▶ [YOUR GOAL] Please return the material exactly; leave no entry out.

▶ [EXERCISE MATERIAL]
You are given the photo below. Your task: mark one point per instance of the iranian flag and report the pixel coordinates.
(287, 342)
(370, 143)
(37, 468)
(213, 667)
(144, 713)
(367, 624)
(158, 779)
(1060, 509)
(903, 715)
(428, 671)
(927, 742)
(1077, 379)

▶ [TASK RESULT]
You are given the photo below. Your task: mark one point per instance of the iranian flag and report the pixel coordinates.
(287, 342)
(370, 143)
(37, 468)
(213, 667)
(144, 713)
(367, 624)
(158, 779)
(1060, 509)
(903, 715)
(428, 671)
(927, 742)
(1077, 379)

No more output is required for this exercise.